Report each line of the entries below that contains the string "grass", copying every such line in full. Matching is case-sensitive.

(Point labeling examples)
++++++

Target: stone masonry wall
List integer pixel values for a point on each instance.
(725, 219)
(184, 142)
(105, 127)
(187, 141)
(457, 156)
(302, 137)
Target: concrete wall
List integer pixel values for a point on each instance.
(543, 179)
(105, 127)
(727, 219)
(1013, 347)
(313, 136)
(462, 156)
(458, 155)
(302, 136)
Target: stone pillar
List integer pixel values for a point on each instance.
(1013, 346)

++++++

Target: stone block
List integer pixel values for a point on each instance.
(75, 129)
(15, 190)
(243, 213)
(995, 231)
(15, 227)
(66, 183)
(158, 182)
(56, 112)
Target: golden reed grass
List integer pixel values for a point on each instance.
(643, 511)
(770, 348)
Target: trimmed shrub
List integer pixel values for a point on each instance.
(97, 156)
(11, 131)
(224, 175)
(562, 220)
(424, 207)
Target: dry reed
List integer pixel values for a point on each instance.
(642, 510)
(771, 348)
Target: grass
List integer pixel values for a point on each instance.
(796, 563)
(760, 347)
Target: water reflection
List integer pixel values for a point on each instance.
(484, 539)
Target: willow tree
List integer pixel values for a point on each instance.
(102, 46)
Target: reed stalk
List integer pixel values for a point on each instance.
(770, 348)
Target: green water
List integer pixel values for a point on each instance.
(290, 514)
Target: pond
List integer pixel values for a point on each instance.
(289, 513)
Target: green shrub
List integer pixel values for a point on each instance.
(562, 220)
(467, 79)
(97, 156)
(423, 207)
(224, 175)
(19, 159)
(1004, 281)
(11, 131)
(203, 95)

++++++

» Solved problem
Target: golden reed grass
Target: grass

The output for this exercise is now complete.